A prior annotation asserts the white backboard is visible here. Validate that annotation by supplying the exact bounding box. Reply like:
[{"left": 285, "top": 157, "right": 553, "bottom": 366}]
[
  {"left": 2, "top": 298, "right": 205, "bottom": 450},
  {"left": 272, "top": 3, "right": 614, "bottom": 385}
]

__WHAT YOU HAVE TO DO__. Reproduce each of the records above line for line, leaving every character unchanged.

__RESULT OF THIS TASK__.
A prior annotation asserts the white backboard is visible here. Validate that annotation by supplying the exact bounding box. Reply like:
[{"left": 285, "top": 157, "right": 553, "bottom": 366}]
[
  {"left": 2, "top": 298, "right": 205, "bottom": 450},
  {"left": 272, "top": 3, "right": 614, "bottom": 385}
]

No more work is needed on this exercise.